Work item: Only lines holding the word "below" are wanted from the records; copy all of them.

Data for this exercise:

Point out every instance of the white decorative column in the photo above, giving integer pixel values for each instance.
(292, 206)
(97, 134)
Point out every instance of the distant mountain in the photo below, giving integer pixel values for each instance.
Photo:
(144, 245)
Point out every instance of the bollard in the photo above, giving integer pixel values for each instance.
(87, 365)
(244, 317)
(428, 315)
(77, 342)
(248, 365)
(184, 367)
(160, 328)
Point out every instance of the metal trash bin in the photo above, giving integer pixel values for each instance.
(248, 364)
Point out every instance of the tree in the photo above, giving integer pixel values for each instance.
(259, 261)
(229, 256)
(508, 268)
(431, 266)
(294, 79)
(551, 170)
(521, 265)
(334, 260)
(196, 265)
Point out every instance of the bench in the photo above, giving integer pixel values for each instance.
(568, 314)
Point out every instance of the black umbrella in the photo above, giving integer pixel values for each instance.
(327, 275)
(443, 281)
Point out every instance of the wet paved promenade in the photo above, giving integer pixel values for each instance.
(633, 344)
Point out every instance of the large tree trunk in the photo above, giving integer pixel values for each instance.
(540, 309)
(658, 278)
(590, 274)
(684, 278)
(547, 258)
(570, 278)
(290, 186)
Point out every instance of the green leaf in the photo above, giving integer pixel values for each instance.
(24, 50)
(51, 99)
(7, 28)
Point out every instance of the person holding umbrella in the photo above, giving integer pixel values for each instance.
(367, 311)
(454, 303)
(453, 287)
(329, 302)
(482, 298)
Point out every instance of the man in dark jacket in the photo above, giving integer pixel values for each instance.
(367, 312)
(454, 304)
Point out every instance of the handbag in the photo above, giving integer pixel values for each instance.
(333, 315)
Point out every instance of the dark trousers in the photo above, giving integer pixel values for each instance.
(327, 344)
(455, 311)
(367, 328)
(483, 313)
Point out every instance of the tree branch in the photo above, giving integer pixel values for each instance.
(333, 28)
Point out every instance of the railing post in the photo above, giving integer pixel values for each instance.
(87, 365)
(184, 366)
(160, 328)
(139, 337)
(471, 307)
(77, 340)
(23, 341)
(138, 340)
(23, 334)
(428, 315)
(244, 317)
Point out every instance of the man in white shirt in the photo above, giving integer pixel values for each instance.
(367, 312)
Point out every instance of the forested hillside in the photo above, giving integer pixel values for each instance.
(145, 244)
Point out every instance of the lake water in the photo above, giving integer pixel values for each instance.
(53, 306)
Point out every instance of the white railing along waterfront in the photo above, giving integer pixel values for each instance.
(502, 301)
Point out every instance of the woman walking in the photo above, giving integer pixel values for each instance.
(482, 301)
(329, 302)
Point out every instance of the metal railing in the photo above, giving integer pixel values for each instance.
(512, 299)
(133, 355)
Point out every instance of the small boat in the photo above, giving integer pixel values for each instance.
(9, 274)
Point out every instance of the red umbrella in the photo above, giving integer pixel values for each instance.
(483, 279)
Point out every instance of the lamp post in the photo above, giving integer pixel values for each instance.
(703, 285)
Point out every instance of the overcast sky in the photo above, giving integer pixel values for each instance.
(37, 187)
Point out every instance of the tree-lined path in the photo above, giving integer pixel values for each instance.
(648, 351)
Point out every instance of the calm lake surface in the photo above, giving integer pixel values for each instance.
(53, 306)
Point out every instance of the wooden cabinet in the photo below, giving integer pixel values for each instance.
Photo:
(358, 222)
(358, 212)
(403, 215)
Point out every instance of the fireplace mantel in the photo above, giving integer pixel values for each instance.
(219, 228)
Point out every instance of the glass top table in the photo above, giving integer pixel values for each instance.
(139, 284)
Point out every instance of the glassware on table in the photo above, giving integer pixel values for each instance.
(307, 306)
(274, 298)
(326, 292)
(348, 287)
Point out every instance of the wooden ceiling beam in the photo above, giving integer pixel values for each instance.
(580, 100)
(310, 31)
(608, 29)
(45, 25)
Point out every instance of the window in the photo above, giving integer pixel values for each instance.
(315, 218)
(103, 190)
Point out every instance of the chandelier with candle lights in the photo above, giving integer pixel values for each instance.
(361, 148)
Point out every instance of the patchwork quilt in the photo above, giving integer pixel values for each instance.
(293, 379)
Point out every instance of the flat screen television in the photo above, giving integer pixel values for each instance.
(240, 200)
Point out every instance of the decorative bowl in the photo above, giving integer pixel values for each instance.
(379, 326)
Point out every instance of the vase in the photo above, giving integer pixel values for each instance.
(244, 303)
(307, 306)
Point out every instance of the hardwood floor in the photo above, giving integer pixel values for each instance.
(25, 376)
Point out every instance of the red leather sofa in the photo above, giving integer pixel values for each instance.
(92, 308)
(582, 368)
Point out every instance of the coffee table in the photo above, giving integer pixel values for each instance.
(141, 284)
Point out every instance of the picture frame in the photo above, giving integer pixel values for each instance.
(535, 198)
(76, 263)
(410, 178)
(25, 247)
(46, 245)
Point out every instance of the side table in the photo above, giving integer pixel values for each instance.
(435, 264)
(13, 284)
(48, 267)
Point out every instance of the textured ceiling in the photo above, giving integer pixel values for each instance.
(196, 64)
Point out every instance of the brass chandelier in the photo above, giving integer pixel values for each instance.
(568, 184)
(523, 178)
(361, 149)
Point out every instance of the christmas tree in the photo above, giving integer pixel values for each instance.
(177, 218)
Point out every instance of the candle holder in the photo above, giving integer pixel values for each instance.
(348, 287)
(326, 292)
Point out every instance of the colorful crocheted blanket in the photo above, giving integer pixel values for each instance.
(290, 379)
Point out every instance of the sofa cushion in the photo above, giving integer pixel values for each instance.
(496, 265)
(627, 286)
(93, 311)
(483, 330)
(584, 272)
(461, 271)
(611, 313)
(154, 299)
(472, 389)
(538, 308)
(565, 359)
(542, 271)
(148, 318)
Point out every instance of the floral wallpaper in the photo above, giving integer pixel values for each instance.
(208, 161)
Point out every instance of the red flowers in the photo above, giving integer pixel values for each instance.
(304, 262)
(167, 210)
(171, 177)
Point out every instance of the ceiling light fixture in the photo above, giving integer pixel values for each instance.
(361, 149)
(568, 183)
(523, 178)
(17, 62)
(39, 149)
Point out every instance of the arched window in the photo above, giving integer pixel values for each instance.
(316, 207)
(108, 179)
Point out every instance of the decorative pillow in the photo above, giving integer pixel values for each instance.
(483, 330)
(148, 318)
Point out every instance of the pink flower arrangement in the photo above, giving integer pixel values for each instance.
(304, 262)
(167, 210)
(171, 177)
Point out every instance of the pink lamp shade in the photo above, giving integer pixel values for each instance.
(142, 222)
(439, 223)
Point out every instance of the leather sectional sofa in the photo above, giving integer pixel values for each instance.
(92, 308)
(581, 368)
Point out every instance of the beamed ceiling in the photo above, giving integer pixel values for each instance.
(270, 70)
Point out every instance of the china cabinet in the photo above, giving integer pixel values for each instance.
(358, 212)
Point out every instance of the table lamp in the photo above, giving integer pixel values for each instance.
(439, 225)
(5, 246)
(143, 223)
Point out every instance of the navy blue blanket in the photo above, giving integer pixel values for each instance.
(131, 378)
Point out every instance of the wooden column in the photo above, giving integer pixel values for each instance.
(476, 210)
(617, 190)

Task output:
Point out every instance of the distant mountain in the photo below, giving integer pixel values for each instance.
Point out every instance of the wooden cabinet in the photo below, giving integer pixel values for each instance.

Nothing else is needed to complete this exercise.